## Assigned task
Go through the entries below and count the lines where "garlic" occurs. Give nothing but that number.

## Data
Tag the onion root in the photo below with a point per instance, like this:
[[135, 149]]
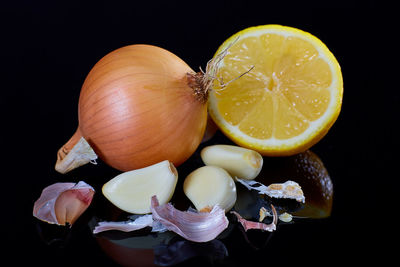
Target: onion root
[[70, 158]]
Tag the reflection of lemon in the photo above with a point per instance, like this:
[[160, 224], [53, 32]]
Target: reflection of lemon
[[288, 101]]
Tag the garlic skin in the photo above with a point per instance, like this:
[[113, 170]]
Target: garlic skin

## The completed task
2